- _Information given_
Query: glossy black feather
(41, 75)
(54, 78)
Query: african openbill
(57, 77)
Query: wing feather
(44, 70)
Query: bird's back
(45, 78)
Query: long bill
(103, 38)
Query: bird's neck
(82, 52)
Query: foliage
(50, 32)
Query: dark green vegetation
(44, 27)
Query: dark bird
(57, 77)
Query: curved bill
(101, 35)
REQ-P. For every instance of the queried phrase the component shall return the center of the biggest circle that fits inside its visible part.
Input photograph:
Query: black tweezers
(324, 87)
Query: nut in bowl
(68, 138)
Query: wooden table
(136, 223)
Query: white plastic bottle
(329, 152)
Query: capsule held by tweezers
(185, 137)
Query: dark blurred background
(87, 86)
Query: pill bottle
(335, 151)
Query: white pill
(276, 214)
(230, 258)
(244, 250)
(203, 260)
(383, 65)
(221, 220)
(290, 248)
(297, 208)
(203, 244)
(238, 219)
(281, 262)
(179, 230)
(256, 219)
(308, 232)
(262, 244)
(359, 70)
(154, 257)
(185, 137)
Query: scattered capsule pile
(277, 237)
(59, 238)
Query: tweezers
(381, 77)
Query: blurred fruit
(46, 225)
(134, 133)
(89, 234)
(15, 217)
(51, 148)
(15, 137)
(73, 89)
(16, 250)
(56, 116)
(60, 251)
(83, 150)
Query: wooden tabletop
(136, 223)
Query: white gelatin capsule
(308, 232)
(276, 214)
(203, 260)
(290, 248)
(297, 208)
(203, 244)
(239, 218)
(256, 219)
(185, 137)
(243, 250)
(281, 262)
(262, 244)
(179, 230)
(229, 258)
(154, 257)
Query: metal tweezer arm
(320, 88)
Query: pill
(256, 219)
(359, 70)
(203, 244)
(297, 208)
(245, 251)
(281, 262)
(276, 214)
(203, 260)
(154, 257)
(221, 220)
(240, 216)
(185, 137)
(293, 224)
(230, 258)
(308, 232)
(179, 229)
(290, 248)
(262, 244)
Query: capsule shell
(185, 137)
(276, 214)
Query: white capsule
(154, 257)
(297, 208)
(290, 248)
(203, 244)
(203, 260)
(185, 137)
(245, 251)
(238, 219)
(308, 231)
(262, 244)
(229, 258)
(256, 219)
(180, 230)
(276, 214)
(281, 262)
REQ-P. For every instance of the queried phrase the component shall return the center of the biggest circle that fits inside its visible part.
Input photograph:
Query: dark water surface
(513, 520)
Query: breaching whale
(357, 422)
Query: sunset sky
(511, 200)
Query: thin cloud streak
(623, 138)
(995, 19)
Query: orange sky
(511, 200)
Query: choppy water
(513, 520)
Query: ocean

- _Assigned task_
From the line holding "Query: dark water surface" through the last line above, reproduce each line exactly and add nothing.

- _Solution to this task_
Query: dark water surface
(513, 520)
Query: breaching whale
(357, 422)
Query: sunset sky
(511, 200)
Query: thin cloud streak
(623, 138)
(995, 19)
Query: orange sky
(511, 200)
Query: choppy water
(513, 520)
Query: ocean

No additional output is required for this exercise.